- [Your objective] Could you rewrite these lines with every "building window" changed to "front window", keeping everything else the same and leaving out the pictures?

- [Task input]
──────────────────────────────

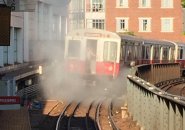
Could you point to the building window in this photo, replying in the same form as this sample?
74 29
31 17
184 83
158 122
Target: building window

──────────────────────────────

- [Result for this exercise]
Could you point to the front window in this photo, replying in the same form as this sample?
74 29
31 17
184 83
158 122
Target: front window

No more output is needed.